(Collection entries)
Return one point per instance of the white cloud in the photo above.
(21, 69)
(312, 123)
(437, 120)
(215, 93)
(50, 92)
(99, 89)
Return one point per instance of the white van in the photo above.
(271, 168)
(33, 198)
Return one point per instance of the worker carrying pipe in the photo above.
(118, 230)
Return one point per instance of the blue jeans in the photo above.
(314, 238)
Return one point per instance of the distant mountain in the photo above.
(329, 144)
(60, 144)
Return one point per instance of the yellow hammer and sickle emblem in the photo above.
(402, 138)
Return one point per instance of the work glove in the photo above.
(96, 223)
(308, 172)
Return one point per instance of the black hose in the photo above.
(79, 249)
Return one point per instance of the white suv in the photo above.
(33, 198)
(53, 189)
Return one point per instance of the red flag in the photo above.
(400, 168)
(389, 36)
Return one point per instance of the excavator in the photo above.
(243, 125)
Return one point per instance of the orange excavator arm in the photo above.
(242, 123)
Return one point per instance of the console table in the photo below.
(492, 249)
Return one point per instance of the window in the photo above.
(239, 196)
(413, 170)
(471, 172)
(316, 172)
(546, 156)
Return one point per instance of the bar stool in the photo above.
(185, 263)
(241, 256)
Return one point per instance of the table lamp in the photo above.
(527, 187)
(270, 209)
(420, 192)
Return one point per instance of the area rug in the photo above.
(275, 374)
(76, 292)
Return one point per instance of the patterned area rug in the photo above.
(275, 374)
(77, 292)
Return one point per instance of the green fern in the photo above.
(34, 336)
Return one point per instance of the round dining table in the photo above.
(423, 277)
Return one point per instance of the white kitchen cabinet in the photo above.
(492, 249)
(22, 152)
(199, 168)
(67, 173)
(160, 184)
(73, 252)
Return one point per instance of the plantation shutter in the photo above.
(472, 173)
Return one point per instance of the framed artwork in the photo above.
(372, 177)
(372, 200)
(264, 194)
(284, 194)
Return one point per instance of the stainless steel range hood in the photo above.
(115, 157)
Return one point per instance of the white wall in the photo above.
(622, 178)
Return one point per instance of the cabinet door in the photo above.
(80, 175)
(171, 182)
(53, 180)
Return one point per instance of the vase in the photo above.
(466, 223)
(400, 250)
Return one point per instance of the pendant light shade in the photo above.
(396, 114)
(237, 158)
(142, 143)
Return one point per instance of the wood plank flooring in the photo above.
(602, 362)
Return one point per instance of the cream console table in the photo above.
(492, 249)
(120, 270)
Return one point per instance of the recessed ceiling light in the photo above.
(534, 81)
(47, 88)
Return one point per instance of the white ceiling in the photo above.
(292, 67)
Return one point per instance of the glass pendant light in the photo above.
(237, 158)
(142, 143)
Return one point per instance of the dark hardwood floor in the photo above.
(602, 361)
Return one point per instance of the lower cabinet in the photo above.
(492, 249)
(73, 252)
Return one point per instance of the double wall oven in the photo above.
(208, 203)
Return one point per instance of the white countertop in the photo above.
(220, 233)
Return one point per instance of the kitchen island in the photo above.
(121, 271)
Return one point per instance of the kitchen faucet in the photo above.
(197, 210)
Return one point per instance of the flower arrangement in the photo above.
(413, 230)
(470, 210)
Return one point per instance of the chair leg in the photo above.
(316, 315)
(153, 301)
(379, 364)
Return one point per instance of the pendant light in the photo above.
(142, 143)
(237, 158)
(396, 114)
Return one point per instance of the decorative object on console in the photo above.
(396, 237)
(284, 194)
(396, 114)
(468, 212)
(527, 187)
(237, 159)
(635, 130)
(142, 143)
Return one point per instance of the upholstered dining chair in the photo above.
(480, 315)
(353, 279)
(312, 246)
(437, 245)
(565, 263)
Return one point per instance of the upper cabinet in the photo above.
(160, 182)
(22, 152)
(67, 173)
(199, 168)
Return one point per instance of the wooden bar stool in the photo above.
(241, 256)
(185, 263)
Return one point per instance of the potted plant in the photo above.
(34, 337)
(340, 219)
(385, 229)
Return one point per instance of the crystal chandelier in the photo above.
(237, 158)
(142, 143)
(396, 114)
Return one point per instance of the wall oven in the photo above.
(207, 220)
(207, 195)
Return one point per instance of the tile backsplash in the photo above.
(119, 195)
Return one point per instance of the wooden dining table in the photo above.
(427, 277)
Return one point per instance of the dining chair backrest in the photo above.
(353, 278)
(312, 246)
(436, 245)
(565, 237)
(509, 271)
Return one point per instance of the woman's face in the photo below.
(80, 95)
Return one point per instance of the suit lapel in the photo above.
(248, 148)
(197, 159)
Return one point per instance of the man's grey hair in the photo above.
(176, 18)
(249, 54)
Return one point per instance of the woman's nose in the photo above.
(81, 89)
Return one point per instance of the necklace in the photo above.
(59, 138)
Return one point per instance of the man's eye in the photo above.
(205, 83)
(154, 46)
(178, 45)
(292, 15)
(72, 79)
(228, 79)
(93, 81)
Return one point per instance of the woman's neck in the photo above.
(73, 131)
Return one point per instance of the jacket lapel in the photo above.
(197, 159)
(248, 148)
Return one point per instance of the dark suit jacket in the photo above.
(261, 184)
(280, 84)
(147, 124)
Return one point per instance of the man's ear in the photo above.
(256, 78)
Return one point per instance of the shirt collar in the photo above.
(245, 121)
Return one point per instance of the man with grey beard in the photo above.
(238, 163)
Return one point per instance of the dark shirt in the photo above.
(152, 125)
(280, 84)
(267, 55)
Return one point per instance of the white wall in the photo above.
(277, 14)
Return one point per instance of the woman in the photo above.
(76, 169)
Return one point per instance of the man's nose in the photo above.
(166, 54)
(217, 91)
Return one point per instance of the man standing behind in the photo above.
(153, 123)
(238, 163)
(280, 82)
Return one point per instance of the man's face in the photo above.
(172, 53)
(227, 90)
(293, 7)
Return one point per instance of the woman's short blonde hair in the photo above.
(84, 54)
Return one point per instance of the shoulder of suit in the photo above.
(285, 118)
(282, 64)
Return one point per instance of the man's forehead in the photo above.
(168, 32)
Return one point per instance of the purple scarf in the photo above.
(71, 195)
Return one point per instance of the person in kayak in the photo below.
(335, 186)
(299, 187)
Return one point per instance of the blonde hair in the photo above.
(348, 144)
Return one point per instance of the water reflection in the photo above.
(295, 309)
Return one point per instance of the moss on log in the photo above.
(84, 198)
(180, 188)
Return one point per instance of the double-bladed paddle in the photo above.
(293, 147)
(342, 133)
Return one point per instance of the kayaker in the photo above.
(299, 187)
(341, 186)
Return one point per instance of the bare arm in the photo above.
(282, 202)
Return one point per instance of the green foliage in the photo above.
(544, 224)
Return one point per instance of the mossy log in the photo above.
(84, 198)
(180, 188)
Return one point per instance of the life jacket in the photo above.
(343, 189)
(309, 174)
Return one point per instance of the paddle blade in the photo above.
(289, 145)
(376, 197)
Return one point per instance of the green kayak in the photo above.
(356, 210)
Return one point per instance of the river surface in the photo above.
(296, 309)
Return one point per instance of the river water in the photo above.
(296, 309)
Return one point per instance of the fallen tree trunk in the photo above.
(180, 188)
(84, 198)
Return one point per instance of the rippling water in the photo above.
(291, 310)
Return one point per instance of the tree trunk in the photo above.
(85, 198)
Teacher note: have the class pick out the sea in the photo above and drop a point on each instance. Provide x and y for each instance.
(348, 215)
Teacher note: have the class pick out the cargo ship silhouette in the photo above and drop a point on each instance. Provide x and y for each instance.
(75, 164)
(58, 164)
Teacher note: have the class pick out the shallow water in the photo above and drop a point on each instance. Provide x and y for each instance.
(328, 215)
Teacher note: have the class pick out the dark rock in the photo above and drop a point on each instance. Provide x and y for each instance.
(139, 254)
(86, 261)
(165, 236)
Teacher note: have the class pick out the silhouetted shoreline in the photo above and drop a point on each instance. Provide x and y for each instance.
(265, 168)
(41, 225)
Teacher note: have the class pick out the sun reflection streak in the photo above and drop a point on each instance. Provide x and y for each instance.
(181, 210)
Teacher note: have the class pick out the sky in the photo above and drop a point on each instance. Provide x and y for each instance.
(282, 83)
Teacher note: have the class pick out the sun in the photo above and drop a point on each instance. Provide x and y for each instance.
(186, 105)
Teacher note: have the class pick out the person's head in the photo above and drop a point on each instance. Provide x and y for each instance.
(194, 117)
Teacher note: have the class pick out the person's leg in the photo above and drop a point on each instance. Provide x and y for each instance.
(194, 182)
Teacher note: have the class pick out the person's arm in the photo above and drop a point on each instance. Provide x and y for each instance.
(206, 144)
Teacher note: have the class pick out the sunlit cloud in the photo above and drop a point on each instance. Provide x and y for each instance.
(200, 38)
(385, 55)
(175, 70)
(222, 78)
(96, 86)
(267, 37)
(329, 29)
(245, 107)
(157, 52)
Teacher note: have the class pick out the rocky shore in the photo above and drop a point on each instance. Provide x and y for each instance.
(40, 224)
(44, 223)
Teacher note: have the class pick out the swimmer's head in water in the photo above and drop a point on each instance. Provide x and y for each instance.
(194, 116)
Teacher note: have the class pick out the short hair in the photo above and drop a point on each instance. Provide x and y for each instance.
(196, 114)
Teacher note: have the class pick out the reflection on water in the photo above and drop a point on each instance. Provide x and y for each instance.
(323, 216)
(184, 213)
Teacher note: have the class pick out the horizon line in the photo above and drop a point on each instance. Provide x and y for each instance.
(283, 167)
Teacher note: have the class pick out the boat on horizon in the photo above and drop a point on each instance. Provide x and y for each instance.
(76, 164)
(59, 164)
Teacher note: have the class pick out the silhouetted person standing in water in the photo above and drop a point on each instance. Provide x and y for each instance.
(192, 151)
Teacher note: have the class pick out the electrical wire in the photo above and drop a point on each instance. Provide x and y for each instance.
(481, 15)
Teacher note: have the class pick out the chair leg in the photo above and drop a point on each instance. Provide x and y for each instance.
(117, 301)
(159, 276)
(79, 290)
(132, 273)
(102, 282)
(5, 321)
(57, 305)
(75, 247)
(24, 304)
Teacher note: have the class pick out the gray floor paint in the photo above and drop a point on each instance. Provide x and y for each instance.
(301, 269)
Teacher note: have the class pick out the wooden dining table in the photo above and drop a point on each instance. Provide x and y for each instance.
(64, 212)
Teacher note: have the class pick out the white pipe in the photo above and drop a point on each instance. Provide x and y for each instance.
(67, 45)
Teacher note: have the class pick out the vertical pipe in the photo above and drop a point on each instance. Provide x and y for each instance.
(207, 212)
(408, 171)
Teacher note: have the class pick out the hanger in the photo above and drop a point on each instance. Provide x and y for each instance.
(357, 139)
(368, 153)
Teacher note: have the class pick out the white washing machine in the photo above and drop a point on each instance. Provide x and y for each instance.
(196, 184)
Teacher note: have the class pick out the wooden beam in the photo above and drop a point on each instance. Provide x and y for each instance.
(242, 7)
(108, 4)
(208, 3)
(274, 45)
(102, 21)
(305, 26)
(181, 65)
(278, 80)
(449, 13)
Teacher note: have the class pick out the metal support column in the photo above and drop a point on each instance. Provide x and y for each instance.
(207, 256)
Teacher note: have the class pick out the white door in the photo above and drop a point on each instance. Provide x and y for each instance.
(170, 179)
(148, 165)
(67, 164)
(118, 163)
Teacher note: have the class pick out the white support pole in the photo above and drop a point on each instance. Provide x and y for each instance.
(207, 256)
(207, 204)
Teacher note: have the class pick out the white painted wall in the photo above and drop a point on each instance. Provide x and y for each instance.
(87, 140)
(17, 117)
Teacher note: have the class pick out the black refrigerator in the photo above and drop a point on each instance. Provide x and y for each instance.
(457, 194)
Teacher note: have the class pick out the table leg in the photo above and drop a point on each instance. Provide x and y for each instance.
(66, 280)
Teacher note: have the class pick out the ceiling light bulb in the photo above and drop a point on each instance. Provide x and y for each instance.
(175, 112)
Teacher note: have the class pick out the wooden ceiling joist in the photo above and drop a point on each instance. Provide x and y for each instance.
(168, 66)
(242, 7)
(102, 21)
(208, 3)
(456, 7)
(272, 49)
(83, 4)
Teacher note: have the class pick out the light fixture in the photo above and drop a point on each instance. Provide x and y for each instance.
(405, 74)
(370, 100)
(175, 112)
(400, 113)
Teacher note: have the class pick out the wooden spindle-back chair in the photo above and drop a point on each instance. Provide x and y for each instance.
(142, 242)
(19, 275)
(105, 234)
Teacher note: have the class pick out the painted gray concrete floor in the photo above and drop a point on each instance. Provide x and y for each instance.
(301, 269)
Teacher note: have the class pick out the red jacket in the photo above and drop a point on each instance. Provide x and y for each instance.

* [EXERCISE INSTRUCTIONS]
Starting at the line that contains "Teacher note: have the class pick out the light", copy each line through the last one in the records, exactly, and output nothing else.

* [RESULT]
Teacher note: have the class pick out the light fixture in the photo above and drop a point on each instance. Provide x and y for each instance.
(405, 74)
(370, 100)
(175, 112)
(400, 113)
Teacher note: have the class pick out the wooden spindle-back chair in the photo above and drop a point on each instance. Provide x and y for each instance.
(142, 242)
(19, 275)
(105, 234)
Teacher note: have the class pick out the painted gray concrete floor in the photo above and drop a point on each instance. Provide x and y for each instance.
(301, 269)
Teacher note: have the class pick out the red jacket in the photo above and drop a point on each instance. Provide x and y for each instance.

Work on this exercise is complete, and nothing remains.